Object point labels:
::::::::::
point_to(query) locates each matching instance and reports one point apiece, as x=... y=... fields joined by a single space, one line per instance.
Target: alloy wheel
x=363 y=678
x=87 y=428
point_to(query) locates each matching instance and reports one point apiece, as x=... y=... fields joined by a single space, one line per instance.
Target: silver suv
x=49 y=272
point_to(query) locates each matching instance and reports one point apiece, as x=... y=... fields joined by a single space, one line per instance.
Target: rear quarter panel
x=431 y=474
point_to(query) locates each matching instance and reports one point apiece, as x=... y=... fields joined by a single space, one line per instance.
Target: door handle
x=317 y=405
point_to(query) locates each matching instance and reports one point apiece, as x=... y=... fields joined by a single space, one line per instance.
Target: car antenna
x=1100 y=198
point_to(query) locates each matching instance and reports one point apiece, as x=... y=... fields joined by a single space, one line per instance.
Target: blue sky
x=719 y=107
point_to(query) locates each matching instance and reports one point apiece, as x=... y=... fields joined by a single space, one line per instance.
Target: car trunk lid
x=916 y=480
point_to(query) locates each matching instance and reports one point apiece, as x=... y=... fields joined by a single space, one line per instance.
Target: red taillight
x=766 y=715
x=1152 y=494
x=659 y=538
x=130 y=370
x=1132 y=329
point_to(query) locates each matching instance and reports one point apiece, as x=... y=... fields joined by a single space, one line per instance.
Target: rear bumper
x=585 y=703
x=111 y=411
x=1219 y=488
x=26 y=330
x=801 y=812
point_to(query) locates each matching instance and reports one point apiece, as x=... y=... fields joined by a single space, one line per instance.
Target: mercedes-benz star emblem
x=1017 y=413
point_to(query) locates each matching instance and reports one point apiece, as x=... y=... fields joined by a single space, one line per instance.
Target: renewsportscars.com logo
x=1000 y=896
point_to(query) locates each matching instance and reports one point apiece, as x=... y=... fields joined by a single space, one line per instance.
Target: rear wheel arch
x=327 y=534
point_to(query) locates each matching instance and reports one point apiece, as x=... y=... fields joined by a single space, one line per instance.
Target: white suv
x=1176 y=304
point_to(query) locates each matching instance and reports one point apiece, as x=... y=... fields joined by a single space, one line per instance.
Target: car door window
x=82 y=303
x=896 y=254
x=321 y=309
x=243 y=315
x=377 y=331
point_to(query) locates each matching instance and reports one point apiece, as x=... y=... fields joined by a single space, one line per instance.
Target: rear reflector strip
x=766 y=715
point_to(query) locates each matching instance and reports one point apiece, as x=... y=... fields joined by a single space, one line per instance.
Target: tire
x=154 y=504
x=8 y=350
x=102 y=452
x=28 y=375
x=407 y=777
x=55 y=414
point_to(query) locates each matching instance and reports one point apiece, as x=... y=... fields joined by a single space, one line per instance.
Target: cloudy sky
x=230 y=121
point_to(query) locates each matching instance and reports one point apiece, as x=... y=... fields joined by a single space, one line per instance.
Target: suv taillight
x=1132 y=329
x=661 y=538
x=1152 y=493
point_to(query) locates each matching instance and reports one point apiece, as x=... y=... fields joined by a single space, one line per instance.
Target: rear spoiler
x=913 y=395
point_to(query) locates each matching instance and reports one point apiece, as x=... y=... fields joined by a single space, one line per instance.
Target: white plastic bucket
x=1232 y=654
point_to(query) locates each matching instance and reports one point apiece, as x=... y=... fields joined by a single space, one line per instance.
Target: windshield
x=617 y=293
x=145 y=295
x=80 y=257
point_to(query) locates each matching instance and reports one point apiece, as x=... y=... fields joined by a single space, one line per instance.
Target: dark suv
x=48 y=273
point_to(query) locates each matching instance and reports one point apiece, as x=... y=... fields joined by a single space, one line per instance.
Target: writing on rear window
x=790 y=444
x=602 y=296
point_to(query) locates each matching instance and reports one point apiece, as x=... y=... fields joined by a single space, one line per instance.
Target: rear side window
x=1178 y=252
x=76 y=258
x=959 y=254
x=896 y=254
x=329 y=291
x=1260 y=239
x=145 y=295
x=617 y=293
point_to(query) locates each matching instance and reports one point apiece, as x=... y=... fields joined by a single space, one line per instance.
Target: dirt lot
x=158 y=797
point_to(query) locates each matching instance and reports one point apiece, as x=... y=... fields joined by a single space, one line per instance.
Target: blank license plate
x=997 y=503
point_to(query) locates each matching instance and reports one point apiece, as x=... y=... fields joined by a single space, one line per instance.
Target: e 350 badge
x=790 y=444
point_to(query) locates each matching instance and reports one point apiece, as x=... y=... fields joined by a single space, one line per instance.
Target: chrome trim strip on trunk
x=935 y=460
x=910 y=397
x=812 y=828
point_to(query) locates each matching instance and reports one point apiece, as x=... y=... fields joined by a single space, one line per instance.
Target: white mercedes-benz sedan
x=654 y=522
::::::::::
▶ **WHAT NEEDS TO BE DONE**: Reproduce each record exactly, leaving nothing out.

▶ **WRITTEN SOLUTION**:
point_to(query) locates each matching instance and reports one point apiece, as x=... y=... fields joined by a single space, one line per instance.
Target: alloy wheel
x=363 y=678
x=87 y=428
point_to(query) locates each matching instance and reports one point apiece, as x=... y=... fields joined by a single space, one line per instance.
Target: silver suv
x=49 y=272
point_to(query) locates each matching instance and reports one point apiece, as x=... y=... fields joined by a single space, one line per instance.
Target: rear quarter panel
x=431 y=474
point_to(query) locates each matching instance and reports one point apiece, as x=... y=... fields joined by a single space, one line per instance.
Target: door handle
x=317 y=405
point_to(query) locates each matching instance and reports one point apiece, as x=... y=... fields joined by a single space, one line per instance.
Target: car antenna
x=1100 y=198
point_to(query) locates each matching instance and reports one point apiece, as x=... y=... fields joined by a single space, one line per instance.
Target: blue sky
x=719 y=107
point_to(query) locates each matching instance and reports one point apiece, as x=... y=... fields joined by a single space, one line per instance.
Target: car trunk lid
x=916 y=480
point_to(query) locates each matching instance and reports one point apiece, as x=... y=... fields joined by a single space, one line per instance.
Target: red taillight
x=766 y=715
x=1152 y=494
x=659 y=538
x=130 y=370
x=1132 y=329
point_to(query) locates each matching instance and reports one point apiece, as x=... y=... fields joined by a single space, one line per instance.
Target: rear bumper
x=585 y=703
x=111 y=411
x=1219 y=488
x=26 y=330
x=801 y=812
point_to(query) locates each matching instance and reports one point apiece, as x=... y=... fields joined by a single space, one line per instance.
Target: mercedes-benz star emblem
x=1017 y=413
point_to(query) locates each matching instance and reports one point apiece, as x=... y=... fields joined by a single space, one line per instance.
Target: renewsportscars.com logo
x=1000 y=896
point_to(query) locates each matching instance and reports one point apiece, as x=... y=... fields joined by a single space, one line per instance.
Target: rear wheel arch
x=327 y=534
point_to(query) locates each matching instance and reports one point apiece, as x=... y=... fields joined by a single space, one line per instance.
Target: white suv
x=1176 y=304
point_to(query) locates each matching instance and reports one point apiece, as x=... y=... fields joined by a single space, one line per instance.
Target: car door window
x=82 y=303
x=896 y=254
x=321 y=309
x=243 y=315
x=377 y=331
point_to(query) locates each matching instance and reports one point apiece, as x=... y=... fields joined by a single space, one line per instance.
Target: rear reflector strip
x=766 y=715
point_to(query) locates each matching instance and reports one point apiece, as x=... y=... fields joined by a single space, one line per instance.
Target: tire
x=154 y=504
x=8 y=350
x=102 y=452
x=28 y=375
x=407 y=777
x=55 y=414
point_to(query) locates each matching instance and reports one point apiece, as x=... y=... fields joined by a single space, one line per instance.
Target: cloudy sky
x=230 y=121
point_to(query) locates each matching instance and reports one point apiece, as x=... y=... fields joined by a single space, one line per instance.
Target: suv taillight
x=1132 y=329
x=661 y=538
x=1152 y=493
point_to(query) locates each matching instance and reports one point apiece, as x=... y=... fields joined by a single space, one line per instance.
Target: rear spoiler
x=913 y=395
point_to(query) locates each matching instance and reports one point apiece, as x=... y=... fields joined by a single space, one line per instance.
Target: white plastic bucket
x=1232 y=654
point_to(query) locates each matching instance and reports one point apiece, as x=... y=... fields joined by a single space, one line per instance.
Target: windshield
x=617 y=293
x=145 y=295
x=80 y=257
point_to(query) locates each matching instance and reports one point apiece, as x=... y=... fields joined by a single space, one line per instance.
Target: dark suv
x=48 y=273
point_to(query) locates each matching instance and reports one point apiece, as x=... y=... fields joined by a single space, one line per instance.
Target: writing on rear window
x=790 y=444
x=602 y=296
point_to(query) locates each matching instance and reports one point apiece, as x=... y=... fields joined by a single space, one line per instance.
Target: rear side window
x=1178 y=252
x=76 y=258
x=959 y=254
x=896 y=254
x=329 y=291
x=1260 y=239
x=145 y=295
x=617 y=293
point_to(query) locates each matching instance and reports one point apiece, as x=... y=... fields joined by a single space, one line per instance.
Target: dirt lot
x=158 y=797
point_to(query) locates each matching instance and reports one point apiece, as x=... y=... fields joined by a single space, one line per instance.
Target: blank license plate
x=997 y=503
point_to(query) locates each matching instance and reports one point apiece, as x=... y=... fields joined by a single space, one line per instance.
Target: e 350 badge
x=790 y=444
point_to(query) locates each matching instance and reports one point apiece, as x=... y=... fields joined by a single space, one line per instance.
Target: chrome trim strip on trunk
x=935 y=460
x=910 y=397
x=812 y=828
point_to(query) locates each matching instance and reports one point apiece, as x=... y=... fields joined by a single space, one line per instance.
Target: white mercedes-benz sedan
x=654 y=522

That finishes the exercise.